* INSTRUCTIONS:
a - Transcribe the passage of the presentation on American hegemony from "America has acquired" up to and including "and illiberal democracies.".
b - Summarize the presentation on American hegemony in two sentences.
c - For each statement, say yes or no according to the presentation on American hegemony, and quote the words that decide it: (i) The founding fathers used the word democracy in the Constitution. (ii) The speaker defines the American empire as having four characteristics. (iii) A rising threat from China will determine how long American hegemony lasts.

* SELECTION:
PRESENTATION BY
HUDSON INSTITUTE FELLOW
WILLIAM E. ODOM
SATURDAY, JUNE 24, 2006

 

America’s global hegemony is generally accepted as fact.  Only it’s duration is in question.  But this answer will not be given by a new rising threat from China or terrorism.  The quality of American leaders will provide it.  How they use it will determine whether we lose it.  How well they understand this unique source of power that we have will determine whether they can use our hegemony effectively.

 America has acquired an empire inadvertently, not a traditional one of the kind that Professor Kennedy very compellingly speaks about, but a sui generis regime-type, heretofore unknown.  I define it as having four characteristics.  First, it is ideological, not territorial.  It’s ideology is classical liberalism or republican, as opposed to democratic.  Our founding fathers did not use the word democracy in the Constitution.  They sought to limit the state and guarantee individual rights.  That’s a different task than expanding the electoral franchise.  Once rights were secured, voting would inexorably follow, not the other way around.  This empire, therefore, consists of sovereign Constitutional states, not dictatorships and illiberal democracies.

[Rows from a pointing dataset]
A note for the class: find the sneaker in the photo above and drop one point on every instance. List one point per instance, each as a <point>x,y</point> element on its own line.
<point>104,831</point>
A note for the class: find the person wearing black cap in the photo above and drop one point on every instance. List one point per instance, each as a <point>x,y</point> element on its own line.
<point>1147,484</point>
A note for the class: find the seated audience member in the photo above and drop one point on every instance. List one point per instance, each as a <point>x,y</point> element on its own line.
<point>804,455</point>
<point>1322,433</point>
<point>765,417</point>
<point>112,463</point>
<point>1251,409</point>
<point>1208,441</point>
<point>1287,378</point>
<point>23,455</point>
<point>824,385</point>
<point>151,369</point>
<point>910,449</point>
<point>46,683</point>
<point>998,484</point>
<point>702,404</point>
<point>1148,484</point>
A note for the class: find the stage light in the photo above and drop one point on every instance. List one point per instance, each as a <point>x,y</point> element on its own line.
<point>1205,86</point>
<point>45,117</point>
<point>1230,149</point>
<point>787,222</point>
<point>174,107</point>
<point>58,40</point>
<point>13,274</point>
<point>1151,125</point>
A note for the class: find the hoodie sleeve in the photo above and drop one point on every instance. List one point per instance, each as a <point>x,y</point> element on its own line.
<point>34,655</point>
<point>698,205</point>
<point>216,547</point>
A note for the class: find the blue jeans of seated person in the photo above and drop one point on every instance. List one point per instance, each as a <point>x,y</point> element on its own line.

* EXPECTED RESPONSES:
a -
America has acquired an empire inadvertently, not a traditional one of the kind that Professor Kennedy very compellingly speaks about, but a sui generis regime-type, heretofore unknown.  I define it as having four characteristics.  First, it is ideological, not territorial.  It’s ideology is classical liberalism or republican, as opposed to democratic.  Our founding fathers did not use the word democracy in the Constitution.  They sought to limit the state and guarantee individual rights.  That’s a different task than expanding the electoral franchise.  Once rights were secured, voting would inexorably follow, not the other way around.  This empire, therefore, consists of sovereign Constitutional states, not dictatorships and illiberal democracies.

b - America's global hegemony is generally accepted, and how long it lasts will be decided by the quality of American leaders and how they use it, not by China or terrorism. America has inadvertently acquired a new kind of empire that is ideological rather than territorial, rests on classical liberalism, and consists of sovereign constitutional states.

c -
(i) No: "Our founding fathers did not use the word democracy in the Constitution."
(ii) Yes: "I define it as having four characteristics."
(iii) No: "But this answer will not be given by a new rising threat from China or terrorism."